**GIVEN TEXT**
·····
Like our new year’s resolutions, it doesn’t take long for these dreams to fizzle out.

According to Cornerstone’s annual studies, each year since 2018, one in five financial institutions say they’re going to select a new or replacement CRM system. But—like our resolutions—it doesn’t happen. In 2022, 28% of credit unions anticipated that they would select a new CRM system, but only 8% actually did.

When it does get deployed, expected benefits are often not realized.

Bank and credit union executives may not understand how the CRM space has evolved over the past decade.

Increasingly, CRM is embedded (or diffused) into various applications like digital banking platforms, digital account opening and onboarding systems, loan origination systems, and other specialized apps (e.g, financial health and wellness).

As a result, many institutions will rethink “big bang” CRM approaches in favor of applications with embedded CRM functionality.

4) Real-time Payments

With the impending release of FedNow this year, financial institutions are girding up for real-time payments (RTP) in 2023. Three in 10 financial institutions plan to launch RTP this year, on top of the 18% of banks and 12% of credit unions that have already done so.

The top RTP use cases for banks include B2B payments, account-to-account (A2A) transfers, and expedited payroll payments. Among the credit unions, it will be A2A transfers, last-minute consumer payments, and recurring bill payments.

With declining non-interest income, financial institutions should be looking at RTP—and payments modernization more generally—as new sources of revenue. According to McKinsey Consulting:

“New revenue streams will be the primary source of return on investment in a modernized payments infrastructure.”

This doesn’t seem to be the case, however. An Accenture study found that just a quarter of banks cited revenue growth as the primary goal of their organization’s payments modernization program.

The result: We may not see as much adoption of RTP as planned.

5) APIs

Consumer advocates love the idea of “open banking” which, to them, equates to consumers owning their data (which is a way overrated idea, by the way). Open banking, however, is a lot more than that.

Open banking has become a hot topic in the banking industry because of the growth of fintechs who use APIs to draw data from banks to open and fund accounts and provide value-added services to their users.

Bankers, not surprisingly, don’t see this as a positive and have (privately) resisted the open banking tide.
·····
**WHAT YOU SHOULD DO**
Continue the text on banking technology trends from where it stops.

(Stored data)
·····
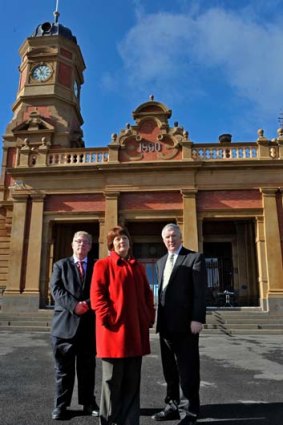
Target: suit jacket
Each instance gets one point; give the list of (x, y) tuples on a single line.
[(184, 299), (67, 290)]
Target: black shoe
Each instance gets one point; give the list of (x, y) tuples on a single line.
[(91, 409), (169, 413), (59, 413), (189, 419)]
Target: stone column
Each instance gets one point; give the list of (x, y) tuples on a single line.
[(111, 215), (262, 263), (190, 225), (12, 298), (34, 249), (273, 249)]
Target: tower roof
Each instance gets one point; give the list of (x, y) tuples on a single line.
[(48, 29)]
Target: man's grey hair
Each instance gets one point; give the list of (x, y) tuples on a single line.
[(84, 234), (171, 226)]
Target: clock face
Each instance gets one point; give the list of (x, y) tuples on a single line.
[(41, 72)]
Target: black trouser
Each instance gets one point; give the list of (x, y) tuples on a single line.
[(120, 391), (181, 367), (71, 356)]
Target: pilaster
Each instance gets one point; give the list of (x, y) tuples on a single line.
[(111, 214), (34, 247), (12, 295), (190, 225)]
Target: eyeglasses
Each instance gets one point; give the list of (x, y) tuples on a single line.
[(81, 242)]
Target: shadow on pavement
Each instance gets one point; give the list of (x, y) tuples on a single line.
[(248, 414)]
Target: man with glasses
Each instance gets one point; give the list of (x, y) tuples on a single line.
[(73, 329)]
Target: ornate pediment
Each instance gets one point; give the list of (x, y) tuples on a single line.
[(151, 138)]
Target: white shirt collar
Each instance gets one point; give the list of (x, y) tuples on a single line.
[(176, 253), (76, 259)]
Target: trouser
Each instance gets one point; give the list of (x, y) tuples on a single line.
[(76, 355), (120, 391), (181, 368)]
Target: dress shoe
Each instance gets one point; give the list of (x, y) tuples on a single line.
[(59, 413), (91, 409), (169, 413)]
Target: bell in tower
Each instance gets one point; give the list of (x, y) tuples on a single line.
[(48, 98)]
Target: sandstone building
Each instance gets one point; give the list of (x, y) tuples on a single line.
[(226, 196)]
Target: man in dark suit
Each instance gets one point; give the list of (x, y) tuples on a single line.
[(182, 282), (73, 329)]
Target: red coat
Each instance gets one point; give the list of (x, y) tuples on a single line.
[(123, 302)]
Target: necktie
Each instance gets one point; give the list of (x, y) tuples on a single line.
[(168, 270), (80, 265)]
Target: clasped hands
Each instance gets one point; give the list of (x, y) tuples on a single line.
[(81, 308), (196, 327)]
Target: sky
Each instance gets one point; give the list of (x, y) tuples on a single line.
[(217, 64)]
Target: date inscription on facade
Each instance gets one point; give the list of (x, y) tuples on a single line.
[(149, 147)]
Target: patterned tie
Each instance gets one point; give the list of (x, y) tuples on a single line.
[(168, 270), (80, 265)]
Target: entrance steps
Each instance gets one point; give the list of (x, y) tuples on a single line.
[(39, 321), (229, 321), (243, 321)]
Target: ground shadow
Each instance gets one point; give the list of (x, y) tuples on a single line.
[(239, 413), (236, 414)]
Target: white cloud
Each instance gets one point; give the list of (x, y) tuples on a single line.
[(173, 52)]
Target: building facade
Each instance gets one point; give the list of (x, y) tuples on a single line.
[(226, 196)]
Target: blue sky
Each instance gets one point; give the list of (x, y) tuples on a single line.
[(216, 63)]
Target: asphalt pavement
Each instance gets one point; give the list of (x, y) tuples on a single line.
[(242, 381)]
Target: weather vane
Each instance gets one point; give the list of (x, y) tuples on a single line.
[(56, 13), (280, 119)]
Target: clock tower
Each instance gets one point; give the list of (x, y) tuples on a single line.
[(48, 98)]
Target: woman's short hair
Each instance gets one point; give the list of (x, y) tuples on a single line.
[(117, 231)]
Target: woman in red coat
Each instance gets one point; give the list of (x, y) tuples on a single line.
[(123, 302)]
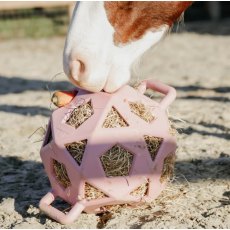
·····
**EXERCISE ANSWER**
Fintech partnerships are changing that. Partnerships have been top-of-mind for bankers over the past few years, however, and 2023 won’t be any different. About 70% of bankers said partnerships will be important to their strategies in 2023, driving investments and deployment of APIs.

Prior to this year, just 40% of banks had already invested in or deployed APIs. This year, however, 28% of banks plan to make use of APIs. Credit unions have, again, been leading the way with more than six in 10 credit unions already using APIs and another 18% planning to do so in 2023.

With the exception of the largest banks, most financial institutions know they can’t build everything, but many are finding out the hard way that they might have to be the ones to integrate everything.

As a result, they may end up investing as much (or more) in API people than they do in the APIs themselves.

Difficulty finding the right resources to build the needed bridges between systems and organizations might diminish the investment needed in this key technology.

Who Took the Money? Who Took the Money Away?

And as the Talking Heads song went on to say, “we’re being taken for a ride again.”

The banking industry is, indeed, being taken for a ride again—a ride in which great expectations for technology success fall short because of economic, operational, and organizational barriers and constraints. By the end of 2023, many technology project sponsors in banks and credit unions will be left wondering who took the money away.

Deep Throat’s advice was to “follow the money,” but it’s getting harder to figure out where bank’s technology dollars are really going.